■ Your objective ■
Edit the items below by replacing "Multiple instances" with "Several instances" and keeping every other line unchanged.

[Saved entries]
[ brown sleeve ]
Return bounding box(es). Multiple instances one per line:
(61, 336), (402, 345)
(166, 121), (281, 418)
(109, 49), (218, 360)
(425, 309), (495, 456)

■ Written reply ■
[ brown sleeve ]
Return bounding box(es). Several instances one per line:
(61, 336), (402, 345)
(166, 121), (281, 418)
(109, 49), (218, 360)
(425, 309), (495, 456)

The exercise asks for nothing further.